— Start of Text shown —

The past year-and-a-half, though, has been defining (as in the proverbial wrench thrown into the works) career-wise, as so much of my freelance client work moved and stayed inhouse, changing my landscape. And with the art of print copywriting now more the biz of content blasts, it seems that I’ve reached a crossroads. My previous working life sort of behind me, it’s time to choose my next steps.

In one direction, the dreaded “r” word – retirement. I can’t look at that word without flinching, to be honest (too many parent-generation stereotypes of early-bird specials and leisure suits), even though I realize that so many of my friends have retired from incredibly successful careers into a new chapter. Different, yes, but full and active and meaningful. But the word – uh, no.

In another direction, the a-little-too-pie-in-the-sky-for-me “r” word – reinvention. The pressure of that word is way too much – and besides, I don’t want to change to the point of reinventing my wheel (although it would be nice if the wheel ran a little more smoothly, I’ll admit). So that leaves me, a person who thrives on words, with the task of coming up with a new one to suit this stage of my life (and, as someone who thrives on wordplay, I feel obligated to come up with one that starts with the letter “r”).

— End of Text shown —
— Start of Data excerpts —

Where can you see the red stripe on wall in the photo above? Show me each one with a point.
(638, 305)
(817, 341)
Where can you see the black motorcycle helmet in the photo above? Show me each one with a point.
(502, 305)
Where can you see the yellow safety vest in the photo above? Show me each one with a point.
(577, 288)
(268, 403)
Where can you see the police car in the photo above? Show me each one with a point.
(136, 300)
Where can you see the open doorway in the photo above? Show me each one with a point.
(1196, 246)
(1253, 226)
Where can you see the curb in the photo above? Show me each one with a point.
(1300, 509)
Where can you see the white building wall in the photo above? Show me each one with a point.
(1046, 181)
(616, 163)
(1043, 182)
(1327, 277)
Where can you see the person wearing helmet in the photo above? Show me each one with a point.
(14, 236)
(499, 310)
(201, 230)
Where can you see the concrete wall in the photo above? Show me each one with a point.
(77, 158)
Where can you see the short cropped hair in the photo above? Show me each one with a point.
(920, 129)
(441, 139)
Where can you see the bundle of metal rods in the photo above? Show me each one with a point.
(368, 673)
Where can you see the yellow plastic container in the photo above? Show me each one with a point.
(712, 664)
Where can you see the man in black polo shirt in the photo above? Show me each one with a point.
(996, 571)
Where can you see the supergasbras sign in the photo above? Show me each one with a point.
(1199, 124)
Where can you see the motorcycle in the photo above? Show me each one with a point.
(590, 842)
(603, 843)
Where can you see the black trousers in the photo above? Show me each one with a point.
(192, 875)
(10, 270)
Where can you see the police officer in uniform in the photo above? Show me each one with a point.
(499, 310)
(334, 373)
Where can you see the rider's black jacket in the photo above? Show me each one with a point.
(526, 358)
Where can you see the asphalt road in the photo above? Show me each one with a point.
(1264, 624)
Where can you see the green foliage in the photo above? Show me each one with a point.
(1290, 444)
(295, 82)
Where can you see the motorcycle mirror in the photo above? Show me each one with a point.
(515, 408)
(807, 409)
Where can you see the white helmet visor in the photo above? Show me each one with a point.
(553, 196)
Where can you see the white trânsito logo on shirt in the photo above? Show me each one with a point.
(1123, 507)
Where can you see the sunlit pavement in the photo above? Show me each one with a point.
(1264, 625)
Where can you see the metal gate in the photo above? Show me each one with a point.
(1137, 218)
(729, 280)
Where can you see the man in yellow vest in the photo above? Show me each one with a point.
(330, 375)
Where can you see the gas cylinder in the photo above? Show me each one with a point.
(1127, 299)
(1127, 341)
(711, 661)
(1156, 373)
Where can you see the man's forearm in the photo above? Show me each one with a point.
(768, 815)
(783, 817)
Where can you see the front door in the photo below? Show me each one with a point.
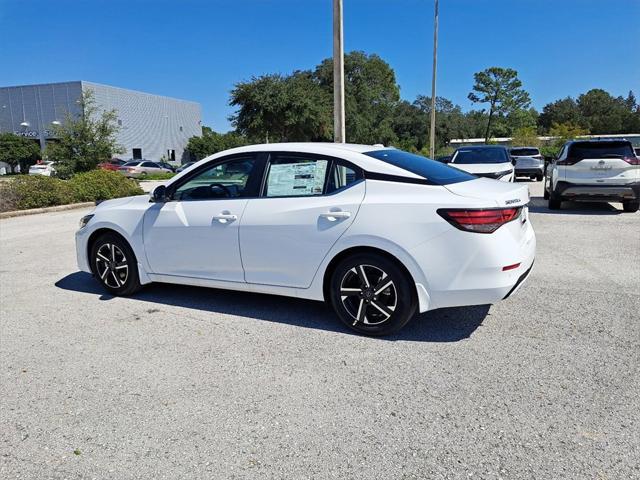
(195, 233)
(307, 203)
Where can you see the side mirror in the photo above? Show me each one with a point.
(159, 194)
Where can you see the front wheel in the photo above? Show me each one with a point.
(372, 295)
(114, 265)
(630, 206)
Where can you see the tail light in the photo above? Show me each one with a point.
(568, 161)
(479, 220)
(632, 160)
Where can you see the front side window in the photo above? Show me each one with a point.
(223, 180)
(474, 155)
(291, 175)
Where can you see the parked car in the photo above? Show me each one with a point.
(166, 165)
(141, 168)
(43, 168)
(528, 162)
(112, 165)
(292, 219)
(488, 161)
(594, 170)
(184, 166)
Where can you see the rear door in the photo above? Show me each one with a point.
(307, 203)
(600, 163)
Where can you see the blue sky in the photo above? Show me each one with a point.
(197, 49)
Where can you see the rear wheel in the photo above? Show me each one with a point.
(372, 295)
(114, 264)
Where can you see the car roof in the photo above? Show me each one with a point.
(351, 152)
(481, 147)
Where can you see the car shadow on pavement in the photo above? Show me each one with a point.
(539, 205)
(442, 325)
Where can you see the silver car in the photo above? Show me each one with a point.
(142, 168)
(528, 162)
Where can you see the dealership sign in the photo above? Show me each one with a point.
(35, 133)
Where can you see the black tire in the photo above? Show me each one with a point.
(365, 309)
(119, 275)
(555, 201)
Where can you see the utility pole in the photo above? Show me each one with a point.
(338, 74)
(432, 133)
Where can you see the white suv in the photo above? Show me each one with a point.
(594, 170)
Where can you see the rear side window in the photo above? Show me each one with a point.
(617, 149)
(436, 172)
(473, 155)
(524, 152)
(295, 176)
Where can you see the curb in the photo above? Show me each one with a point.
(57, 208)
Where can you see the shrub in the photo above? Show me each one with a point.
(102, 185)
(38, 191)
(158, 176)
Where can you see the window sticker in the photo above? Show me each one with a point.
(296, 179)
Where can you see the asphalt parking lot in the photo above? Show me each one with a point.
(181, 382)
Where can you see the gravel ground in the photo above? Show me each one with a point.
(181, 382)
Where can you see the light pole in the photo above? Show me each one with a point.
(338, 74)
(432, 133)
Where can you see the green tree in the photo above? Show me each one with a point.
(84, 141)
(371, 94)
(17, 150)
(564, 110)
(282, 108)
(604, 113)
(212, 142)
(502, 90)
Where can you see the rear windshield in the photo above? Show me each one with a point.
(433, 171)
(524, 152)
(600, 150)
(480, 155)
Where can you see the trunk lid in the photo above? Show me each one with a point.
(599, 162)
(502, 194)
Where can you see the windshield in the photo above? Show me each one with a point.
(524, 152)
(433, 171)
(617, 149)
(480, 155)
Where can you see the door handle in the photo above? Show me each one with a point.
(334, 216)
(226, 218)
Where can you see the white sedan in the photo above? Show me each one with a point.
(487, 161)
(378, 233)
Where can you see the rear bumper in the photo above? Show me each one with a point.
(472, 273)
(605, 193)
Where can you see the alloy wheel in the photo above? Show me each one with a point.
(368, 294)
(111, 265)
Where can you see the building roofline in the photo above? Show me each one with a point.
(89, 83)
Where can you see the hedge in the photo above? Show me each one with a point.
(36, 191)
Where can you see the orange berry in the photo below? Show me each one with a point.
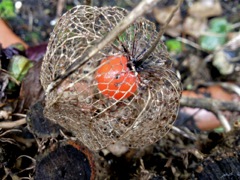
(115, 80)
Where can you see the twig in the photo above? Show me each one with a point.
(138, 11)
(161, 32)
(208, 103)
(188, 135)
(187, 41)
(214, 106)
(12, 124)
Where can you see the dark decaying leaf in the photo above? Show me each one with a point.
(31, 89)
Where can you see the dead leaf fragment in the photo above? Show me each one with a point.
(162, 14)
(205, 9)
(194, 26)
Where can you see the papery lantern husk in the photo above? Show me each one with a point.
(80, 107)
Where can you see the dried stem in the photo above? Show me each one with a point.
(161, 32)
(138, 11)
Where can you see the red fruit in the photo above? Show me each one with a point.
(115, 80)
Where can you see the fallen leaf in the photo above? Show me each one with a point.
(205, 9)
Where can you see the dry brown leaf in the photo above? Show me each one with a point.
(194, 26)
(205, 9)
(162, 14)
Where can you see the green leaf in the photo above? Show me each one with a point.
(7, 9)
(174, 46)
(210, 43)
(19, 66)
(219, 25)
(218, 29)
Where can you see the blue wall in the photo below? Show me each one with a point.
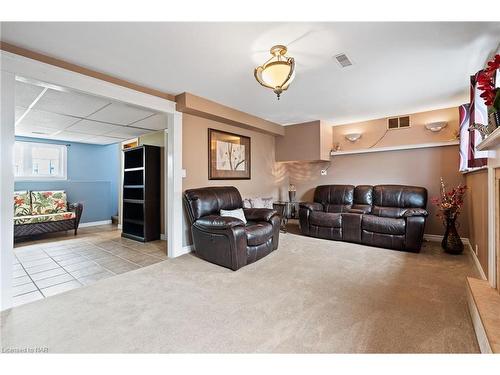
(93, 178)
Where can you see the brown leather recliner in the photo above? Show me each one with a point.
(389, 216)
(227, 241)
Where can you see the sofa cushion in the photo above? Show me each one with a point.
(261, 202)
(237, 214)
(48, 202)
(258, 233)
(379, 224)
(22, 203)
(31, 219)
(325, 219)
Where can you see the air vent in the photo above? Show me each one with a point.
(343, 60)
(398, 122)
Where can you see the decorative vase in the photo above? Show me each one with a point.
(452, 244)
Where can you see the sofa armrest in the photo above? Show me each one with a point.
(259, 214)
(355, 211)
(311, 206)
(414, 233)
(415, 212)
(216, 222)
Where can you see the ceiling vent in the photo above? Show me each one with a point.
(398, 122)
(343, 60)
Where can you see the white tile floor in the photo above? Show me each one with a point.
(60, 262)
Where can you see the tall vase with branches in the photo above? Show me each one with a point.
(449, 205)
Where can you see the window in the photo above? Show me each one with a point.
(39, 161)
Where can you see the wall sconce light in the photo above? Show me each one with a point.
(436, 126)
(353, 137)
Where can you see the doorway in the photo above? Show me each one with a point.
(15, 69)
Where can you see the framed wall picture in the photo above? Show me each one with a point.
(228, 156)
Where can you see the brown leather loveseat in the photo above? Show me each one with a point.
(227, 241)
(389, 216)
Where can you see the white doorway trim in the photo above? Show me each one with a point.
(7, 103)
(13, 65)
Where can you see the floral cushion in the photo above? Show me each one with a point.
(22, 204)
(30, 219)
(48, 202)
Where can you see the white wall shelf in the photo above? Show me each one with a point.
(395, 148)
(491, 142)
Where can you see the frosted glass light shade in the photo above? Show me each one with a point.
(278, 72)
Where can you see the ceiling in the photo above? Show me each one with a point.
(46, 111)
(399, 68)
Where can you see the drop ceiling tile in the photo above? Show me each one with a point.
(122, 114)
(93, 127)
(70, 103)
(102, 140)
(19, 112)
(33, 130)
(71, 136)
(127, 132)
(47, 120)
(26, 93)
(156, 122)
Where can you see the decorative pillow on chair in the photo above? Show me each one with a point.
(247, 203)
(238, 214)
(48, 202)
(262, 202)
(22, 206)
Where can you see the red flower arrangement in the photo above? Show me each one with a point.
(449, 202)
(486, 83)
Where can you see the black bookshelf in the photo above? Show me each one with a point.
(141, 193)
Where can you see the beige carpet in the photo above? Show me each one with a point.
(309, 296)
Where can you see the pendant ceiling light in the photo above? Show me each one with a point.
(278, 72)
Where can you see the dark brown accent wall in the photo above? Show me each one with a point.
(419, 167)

— End of Data excerpts —

**Things to do**
1. Reproduce the passage about a career crossroads from "The past year-and-a-half, though, has" to "my next steps.".
2. In the passage about a career crossroads, what letter does the writer feel obligated to start the new word with?
The material after the passage about a career crossroads is separate from it.

**Replies**
1.
The past year-and-a-half, though, has been defining (as in the proverbial wrench thrown into the works) career-wise, as so much of my freelance client work moved and stayed inhouse, changing my landscape. And with the art of print copywriting now more the biz of content blasts, it seems that I’ve reached a crossroads. My previous working life sort of behind me, it’s time to choose my next steps.

2. The letter "r".